_EXTRACTED TEXT_
^^^^^^^^^^^^^^^^

Mean value of participant’s vitamin D status and prevalence of vitamin D deficiency in SA countries were considered as summary measurements. According to literature, serum level of vitamin D may depend on a number of confounding variables (e.g., geolocation, gender, age, socioeconomic status, clothing practices, skin complexion, etc.) and their effects are likely to vary among different populations [1,2,3, 11]. Since the individual studies included in our final data set did not report the effects of all these variables, we used random-effect model to obtain pooled prevalence with a 95% confidence interval [24,25,26]. Country-wise and gender-wise analysis was also performed according to the vitamin D deficient participants. Heterogeneity was assessed using Cochran’s Q test and the I2 statistics. Substantial heterogeneity was indicated with an I2 of more than 75% . Publication bias and small study effects were also examined using funnel plot and Egger’s test. All statistical analyses were conducted by Stata version 15 (Stata Corp, College Station, TX) using the ‘metaprop’, ‘metabias’, ‘metafunnel’ commands. Weighted mean level of serum vitamin D was calculated in Microsoft Excel (version; 2016).
Our systematic search retrieved 2998 study articles from different databases by using the search strategy elaborated earlier. Among these 2998 articles, 2933 were excluded because of being unable to fully fill our inclusion criteria. Finally, 65 study articles were selected. Study article selection process is shown in (Fig. 1).
Out of 65 studies, 26 studies did not mention the demographic area for the study of the population. The remaining studies included it, where 3 studies were conducted on the rural population, 25 studies on the urban population, and 11 studies were conducted on both rural and urban population. More than half of the studies were hospital based (35 out of 65) and rest of them were community based. Socio economic status for the study population was not mentioned in majority of the studies (42 out of 65). For socio economic groups of the population, 5 studies were conducted on lower economic groups and a single study was conducted on the upper and middle-income groups of the population. The rest of them were conducted on a mixed population which represents the lower, middle and upper economic groups of the population. Maximum number of study designs were cross sectional (55 out of 65) and the rest of them were either case control or randomized control trials. Several kinds of measurement methods were used to determine vitamin D status like ELISA (Enzyme linked immunosorbent assay) RIA (Radioimmunoassay), Chemiluminescent Immunoassay (CLIA), Chemiluminescence micro particle Immunoassay (CLMA), HPLC (High performance liquid chromatography), Electro chemiluminescent immunoassay etc. Among these RIA and ELISA were mostly used (33out of 65). Only four studies did not mention the method of vitamin D estimation [28,29,30,31]. A Summary outlining the characteristics of selected articles is presented in (Table 1).
The total population size of the studies finally selected was 44,717; which included both men and women. Participants were 18 years or above for maximum number of the studies. However, seven studies included adult participants whose age range started from below 18 years [30, 47, 74, 75, 77, 79, 86].

^^^^^^^^^^^^^^^^

_Natural language descriptions of regions_
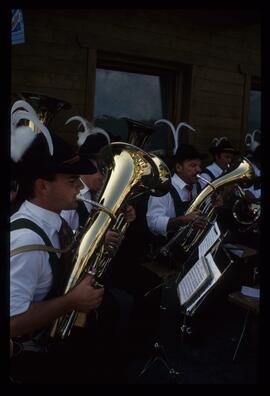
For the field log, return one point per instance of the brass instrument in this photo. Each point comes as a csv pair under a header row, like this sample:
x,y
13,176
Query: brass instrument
x,y
129,172
188,236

^^^^^^^^^^^^^^^^

_EXPLORE THE MATERIAL_
a – List every method for measuring vitamin D status that the vitamin D review text names.
b – Render this sentence from the vitamin D review text in Spanish: "Heterogeneity was assessed using Cochran's Q test and the I2 statistics."
c – Resume the vitamin D review text from the point where it stops.

_EXERCISE RESPONSES_
a –
- ELISA (Enzyme linked immunosorbent assay)
- RIA (Radioimmunoassay)
- Chemiluminescent Immunoassay (CLIA)
- Chemiluminescence micro particle Immunoassay (CLMA)
- HPLC (High performance liquid chromatography)
- Electro chemiluminescent immunoassay

b – La heterogeneidad se evaluó mediante la prueba Q de Cochran y el estadístico I2.

c –
Prevalence of vitamin D deficiency and average level of vitamin D was mentioned in all studies. Prevalence of vitamin D deficiency ranged from 17 to 99% and the average vitamin D level ranged from 4.7 ng/mL to 32 ng/mL. The overall pooled prevalence of vitamin D deficiency was 68% [95% CI: 64 to 72%] and the weighted mean level and weighted standard deviation (weighted SD) of vitamin D was 19.15 ng/mL and 11.59 ng/mL respectively.
There was a significant amount of heterogeneity in the prevalence of vitamin D deficiency (I2 = 98.46%; p = 0.00). Forest plot shows overall prevalence of vitamin D deficiency (Fig. 2).
Approximately 95% (62 out of 65) of our selected studies were conducted on the population of the Indian sub-continent (Bangladesh, India and Pakistan). Bar diagram (Additional file; Figure: A1) showed that weighted mean level of vitamin D was less than 20 ng/mL for this region.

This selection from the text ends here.